* **Text segment**:
····················
# 16v 1.8 carbs... with a turbo???



## aaronl307 (Apr 26, 2009)

has anyone ran a 16v 1.8l with weber carbs and turbo setup? if not, can it be done? what do you guys think?


----------



## diceman469 (Sep 3, 2003)

*Re: 16v 1.8 carbs... with a turbo??? (aaronl307)*

Why? More trouble than it's worth. Here is a breakdown. An article from ford-truck.com, but fairly accurate in it's description:
Turbo's and carburetors
There are 2 ways in which a turbo can be set up with a turbocharger.
Draw through and Blow through.
With both set ups, the normal sized carb should be suitable.
Draw through
Far and away the easist of the 2 to set up, however there can be issues with it, and its performance isn't as great.
It, as the name suggests, draw air through the carburetor, to the turbo, which then compresses the air/fuel mixture.
Cars, such as the Corvair and the turbo Trans Am had such a system.
····················
* **Information shown**:
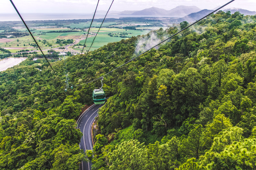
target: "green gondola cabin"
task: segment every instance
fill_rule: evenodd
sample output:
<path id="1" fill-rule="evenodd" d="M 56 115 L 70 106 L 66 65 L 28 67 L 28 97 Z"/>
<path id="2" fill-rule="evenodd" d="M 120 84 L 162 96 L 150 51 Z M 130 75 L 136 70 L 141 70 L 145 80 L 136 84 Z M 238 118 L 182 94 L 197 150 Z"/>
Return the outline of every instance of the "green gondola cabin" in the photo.
<path id="1" fill-rule="evenodd" d="M 106 97 L 102 89 L 95 89 L 92 92 L 92 100 L 95 104 L 104 104 Z"/>

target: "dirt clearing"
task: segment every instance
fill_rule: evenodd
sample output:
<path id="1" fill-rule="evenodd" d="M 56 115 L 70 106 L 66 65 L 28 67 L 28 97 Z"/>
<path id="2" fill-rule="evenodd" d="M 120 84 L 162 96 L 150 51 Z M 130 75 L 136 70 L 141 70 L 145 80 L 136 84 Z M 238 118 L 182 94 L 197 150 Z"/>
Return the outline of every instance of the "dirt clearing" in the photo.
<path id="1" fill-rule="evenodd" d="M 0 61 L 0 71 L 6 70 L 8 68 L 17 65 L 26 60 L 26 58 L 9 58 Z"/>

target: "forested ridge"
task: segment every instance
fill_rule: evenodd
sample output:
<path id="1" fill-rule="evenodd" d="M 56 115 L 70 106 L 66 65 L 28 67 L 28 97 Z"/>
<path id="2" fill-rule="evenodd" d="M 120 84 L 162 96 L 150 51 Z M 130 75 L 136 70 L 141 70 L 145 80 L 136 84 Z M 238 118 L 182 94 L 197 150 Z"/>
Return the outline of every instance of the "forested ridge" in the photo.
<path id="1" fill-rule="evenodd" d="M 92 169 L 256 169 L 255 21 L 219 11 L 104 77 L 113 96 L 86 152 Z M 141 40 L 163 40 L 188 24 L 109 43 L 78 69 L 79 55 L 51 64 L 78 85 L 136 56 Z M 0 72 L 0 169 L 78 169 L 85 157 L 74 119 L 100 82 L 65 92 L 47 63 L 38 68 Z"/>

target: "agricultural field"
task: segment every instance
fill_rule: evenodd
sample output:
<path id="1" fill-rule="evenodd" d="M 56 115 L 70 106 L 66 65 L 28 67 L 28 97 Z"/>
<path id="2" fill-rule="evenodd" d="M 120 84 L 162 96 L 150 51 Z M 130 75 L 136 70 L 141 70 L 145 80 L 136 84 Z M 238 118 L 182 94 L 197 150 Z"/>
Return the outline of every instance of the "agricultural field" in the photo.
<path id="1" fill-rule="evenodd" d="M 0 50 L 0 54 L 6 54 L 6 53 L 5 53 L 4 51 L 1 51 L 1 50 Z"/>
<path id="2" fill-rule="evenodd" d="M 86 31 L 88 30 L 88 27 L 90 26 L 91 22 L 73 22 L 68 24 L 67 24 L 67 22 L 61 22 L 61 20 L 56 21 L 56 22 L 55 23 L 43 22 L 38 23 L 36 23 L 36 22 L 33 23 L 30 22 L 28 25 L 39 46 L 46 53 L 47 53 L 47 50 L 51 49 L 59 52 L 80 52 L 85 42 L 87 33 Z M 103 23 L 102 27 L 98 33 L 90 50 L 94 50 L 109 42 L 119 41 L 132 36 L 145 34 L 151 30 L 158 29 L 161 27 L 158 26 L 159 22 L 158 21 L 154 22 L 152 21 L 148 22 L 139 20 L 136 21 L 134 20 L 130 21 L 106 21 Z M 154 25 L 157 25 L 157 26 L 152 26 L 156 23 L 157 24 Z M 86 41 L 87 47 L 85 47 L 84 50 L 89 50 L 101 23 L 100 21 L 93 21 L 92 27 L 90 29 L 90 33 Z M 118 26 L 121 27 L 122 26 L 132 26 L 134 28 L 136 27 L 137 29 L 134 30 L 116 27 Z M 164 29 L 166 27 L 163 27 Z M 15 23 L 12 28 L 15 29 L 14 30 L 18 30 L 20 33 L 28 33 L 22 24 Z M 4 30 L 0 30 L 0 32 L 4 31 Z M 66 32 L 74 31 L 77 32 Z M 65 31 L 66 32 L 60 32 Z M 49 32 L 54 32 L 49 33 Z M 60 42 L 60 41 L 58 41 L 58 40 L 61 40 L 62 41 Z M 69 43 L 61 43 L 61 42 L 67 42 L 68 40 L 73 40 L 73 43 L 70 44 L 70 42 Z M 75 44 L 79 45 L 74 46 Z M 78 48 L 78 46 L 80 48 Z M 13 53 L 20 53 L 20 51 L 22 50 L 36 51 L 40 53 L 38 48 L 36 47 L 35 42 L 30 35 L 16 38 L 0 39 L 0 47 L 8 50 Z M 63 48 L 59 49 L 60 47 Z"/>
<path id="3" fill-rule="evenodd" d="M 102 24 L 102 26 L 104 27 L 107 26 L 112 25 L 113 24 L 115 24 L 116 23 L 116 22 L 104 22 Z M 92 27 L 95 27 L 96 26 L 100 26 L 101 24 L 101 22 L 95 22 L 94 21 L 92 25 Z M 64 26 L 70 26 L 70 28 L 83 28 L 89 27 L 91 25 L 91 22 L 81 22 L 79 23 L 72 23 L 70 24 L 64 25 Z"/>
····················
* **Exercise tasks**:
1 > Decide whether each statement agrees with the forum thread on running a turbo with carburetors above. Answer yes or no for each, quoting the words of the thread that settle it.
(a) The draw-through setup is the easier of the two to set up.
(b) Both setups call for a carburetor larger than the normal size.
(c) In a draw-through setup, the turbo compresses the air/fuel mixture.
2 > Extend the forum thread on turbos and carburetors, picking up after its final sentence.

* **Answers for the exercise**:
1 >
(a) Yes: "Far and away the easist of the 2 to set up"
(b) No: "With both set ups, the normal sized carb should be suitable."
(c) Yes: "draw air through the carburetor, to the turbo, which then compresses the air/fuel mixture."

2 >
Benefits -
You don't need any form of adjustment for the carburetor to adjust fuel flow - as the carburetor is on the "atmosphere" side of the turbo, and therefore the pressure it sees is the same, therefore it is much easier to set up.
Detractors -
Poorer performance - The turbo now has to draw a much heavier fuel/air mixture, and therefore it isn't as efficient. Since fuel is much denser than air, it can seperate in the turbo, and pool, creating some turbo lag. The turbo can't be posistioned right on the exhaust side, and it requires longer headers - which will cause further turbo lag.
Also, given you are drawing air through the carburettor - which drops pressure, and then you are increasing the pressure with a turbo, means further inefficiency as you are compressing air from a lower pressure, and it will also increase your intake temp - and you can't run an intercooler (running fuel/air through one can be VERY dangerous (the fuel can condense inside the intercooler core and stay there if you then have an engine backfire the intercooler can explode), likewise a blow off valve shouldn't be used (it would eject a fuel/air mixture into the engine bay). Water Injection is the only way of cooling your intake charge.
If you are building the engine in the backyard cheaply, this most likely would be the preffered way to go, as long as you can live with the turbo lag, and don't want to run obscene boost pressures.
Blow through
More complex than the draw through arangement, but if set up correctly, has much improved performance.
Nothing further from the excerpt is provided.